→ Excerpts of pointing data
* begin *

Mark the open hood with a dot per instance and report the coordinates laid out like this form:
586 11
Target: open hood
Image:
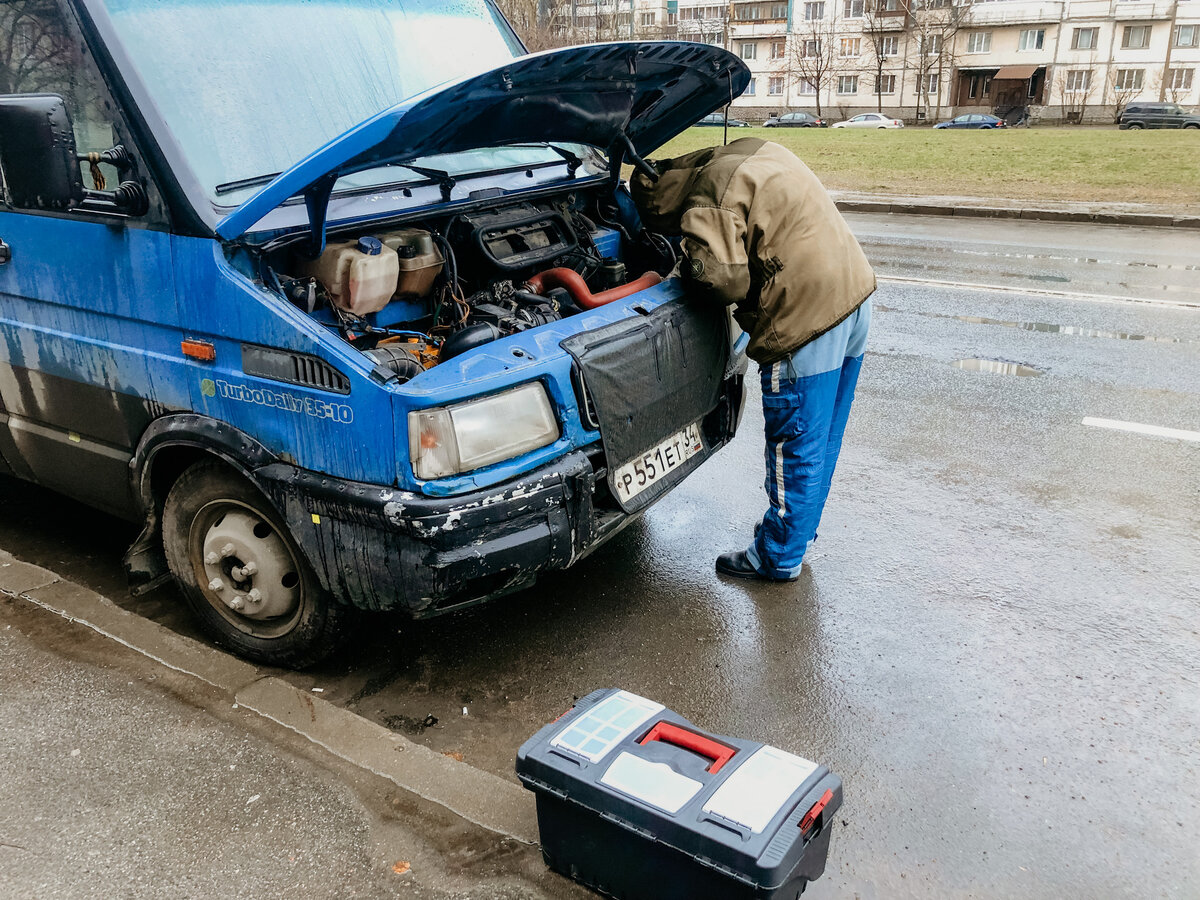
598 95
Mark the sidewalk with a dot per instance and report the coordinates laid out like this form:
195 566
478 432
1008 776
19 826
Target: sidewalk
126 777
1098 213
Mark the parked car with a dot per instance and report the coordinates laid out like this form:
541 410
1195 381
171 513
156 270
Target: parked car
795 120
870 120
330 357
1158 115
973 120
718 119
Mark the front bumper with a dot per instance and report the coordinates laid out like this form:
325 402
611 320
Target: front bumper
381 549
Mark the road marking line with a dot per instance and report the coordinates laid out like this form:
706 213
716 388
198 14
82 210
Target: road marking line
1043 292
1139 429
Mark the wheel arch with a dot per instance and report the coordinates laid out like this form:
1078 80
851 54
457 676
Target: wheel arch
168 448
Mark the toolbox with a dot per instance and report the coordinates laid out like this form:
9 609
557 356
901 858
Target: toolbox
636 802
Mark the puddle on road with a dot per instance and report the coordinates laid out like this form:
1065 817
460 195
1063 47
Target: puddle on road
996 366
1041 327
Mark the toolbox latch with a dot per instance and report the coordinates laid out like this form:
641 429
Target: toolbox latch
814 814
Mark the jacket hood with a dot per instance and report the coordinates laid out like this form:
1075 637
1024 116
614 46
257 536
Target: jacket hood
599 95
663 203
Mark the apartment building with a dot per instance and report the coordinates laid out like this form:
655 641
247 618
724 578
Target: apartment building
927 60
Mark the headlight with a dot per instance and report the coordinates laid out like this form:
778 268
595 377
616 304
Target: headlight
445 441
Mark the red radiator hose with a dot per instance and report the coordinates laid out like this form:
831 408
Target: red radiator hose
577 288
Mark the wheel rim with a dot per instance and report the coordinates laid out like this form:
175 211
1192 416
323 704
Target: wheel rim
246 569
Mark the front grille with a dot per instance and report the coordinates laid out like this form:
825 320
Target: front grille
293 369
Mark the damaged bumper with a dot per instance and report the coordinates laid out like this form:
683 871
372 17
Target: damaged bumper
381 549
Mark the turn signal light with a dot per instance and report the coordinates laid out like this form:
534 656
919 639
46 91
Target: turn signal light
199 349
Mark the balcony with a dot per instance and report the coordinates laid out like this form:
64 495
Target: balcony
1014 13
1135 10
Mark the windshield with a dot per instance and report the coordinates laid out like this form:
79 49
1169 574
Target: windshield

* end *

→ EXERCISE OBJECTIVE
Reproduce all of the rows with every occurrence of "toolbox" replaced by "tool case" and nothing else altered. Omit the pictures from the reproduced rows.

→ TASK RESPONSE
Mark the open hood with a dot per instance and report the coordinates laid out like this form:
586 11
Target: open hood
Image:
598 95
Mark the sidewalk with a dot per instance and report the coordinates laid out like this form:
195 566
478 432
1008 776
19 826
Target: sidewalk
126 777
1098 213
Mark the parked car with a dot per instance and report the coordinates laid out like this form:
541 410
1195 381
171 513
156 270
Target: parked car
795 120
870 120
330 357
1158 115
973 120
718 119
Mark the front bumper with a dot per instance and report the coordinates laid out like this form:
325 402
611 320
Target: front bumper
381 549
Mark the road marking line with a dot per instance and report the coordinates laid out like this form:
706 213
716 388
198 14
82 210
Target: road marking line
1043 292
1139 429
Mark the wheel arch with a dot per instance and report the coordinates laid out like this form:
1078 80
851 54
457 676
Target: wheel arch
168 448
Mark the tool case with a dot per instance and report the coordinates laid out like this form:
9 609
557 356
901 858
Target: tool case
636 802
Mark the puddle on road with a dot per instance and report the coordinates laid out like this form:
1065 817
460 195
1063 47
Target: puddle on road
996 366
1041 327
Mark the tool case latch with a dot per instance and report the coordinates laid out like this form:
641 429
Target: tool case latch
814 814
Mark the jacket hood with a dot per instance and report the coordinates laid out like this form:
1075 637
1024 116
614 46
257 536
Target: jacket hood
599 95
663 203
Mark the apartment building with a dot per instance and report the coordinates laid out like this form:
655 641
247 618
724 578
Target: apartment building
927 60
Mark the headlight with a dot per instance and report the coordinates laid out like this form:
778 268
595 377
616 304
Target: headlight
445 441
Mark the red radiator hose with a dot per instance and report the coordinates laid out like this form:
831 408
Target: red radiator hose
577 288
Mark the wheel rim with a dot per instance and report the coordinates laid out like this form:
175 211
1192 416
323 704
Target: wheel rim
246 569
Mark the front grille with a dot per instance and report the coordinates laid out like this form:
825 320
Target: front grille
293 369
Mark the damaged bumper with a dot per instance and report the coordinates laid out like this form:
683 871
372 17
Target: damaged bumper
381 549
Mark the turn signal light with a dot per instance and report the coordinates laid out like this form:
534 656
919 639
46 91
Target: turn signal light
199 349
Mark the balcony with a dot per instance and report the coordinates laid out like this form:
64 495
Target: balcony
1014 13
1135 10
Mark the windshield with a dot per instance and report the coordinates laid out like this form:
79 49
1169 574
Target: windshield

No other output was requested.